8.) Take some time to make sure all of your personal paperwork and information is organized and neatly filed before you start school. I'm talking bank statements (if you still get paper copies), old paystubs, copies of last year's taxes, any medical records you may have, insurance documents, financial aid materials, copies of written recommendations from prior employers, etc. Basically anything you may need to consult at some point in the next 9 months and don't want to waste precious time scrambling around finding. It may seem silly now, but it could be super-helpful later. If you did this before you moved, good for you. If you just threw everything in a box that you plan to stash in a corner of your new apartment, go back and read the last three sentences again.
9.) Try to get in the habit of going to the gym as soon as North Grounds will let you in (or start taking a regular run/bike). If you don't make this a part of your routine very early, it becomes much, much more easy to justify never doing it. I think I went to North Grounds a total of 5 times all year. Not good, folks, not good.

> [AVAILABLE DATA]:
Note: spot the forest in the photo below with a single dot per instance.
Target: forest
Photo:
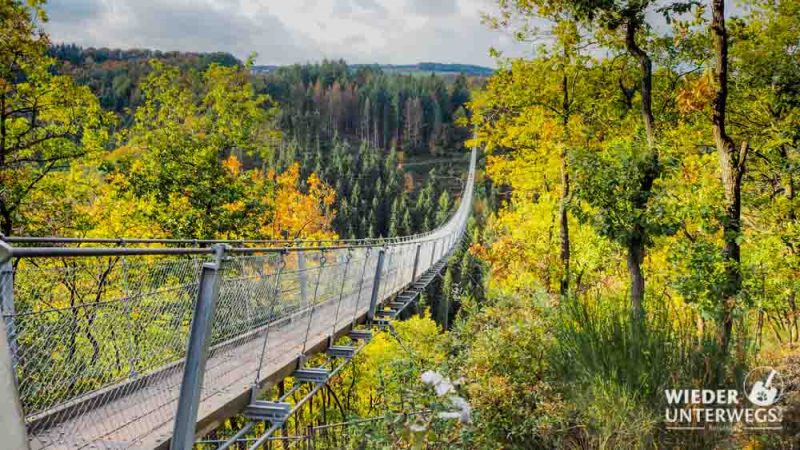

> [EXERCISE INSTRUCTIONS]:
- a) Rewrite the back-to-school advice above from "9.) Try to get" up to and including "folks, not good.", replacing "North Grounds" with "the campus gym" throughout.
- b) Take the back-to-school advice above further, continuing on from its final sentence.

> [ANSWER SET]:
- a)
9.) Try to get in the habit of going to the gym as soon as the campus gym will let you in (or start taking a regular run/bike). If you don't make this a part of your routine very early, it becomes much, much more easy to justify never doing it. I think I went to the campus gym a total of 5 times all year. Not good, folks, not good.

- b)
10.) Get sleep. I know you'll want to go out and meet people and check out the local bars at the Corner, but don't start the school year sleep deprived. Honestly. Just don't.
Naturally, you don't have to take my advice on the above, and I'm sure other folks have different advice entirely. However, I learned a lot of this the hard way, and if I can keep anyone else from making the same mistake(s) I did, I'll consider it my good deed of the day. UVa also has a Graduate Guide that can be helpful (but I find it kind of hit or miss). If you have specific questions or concerns, don't hesitate to email me at email@example.com. Good luck!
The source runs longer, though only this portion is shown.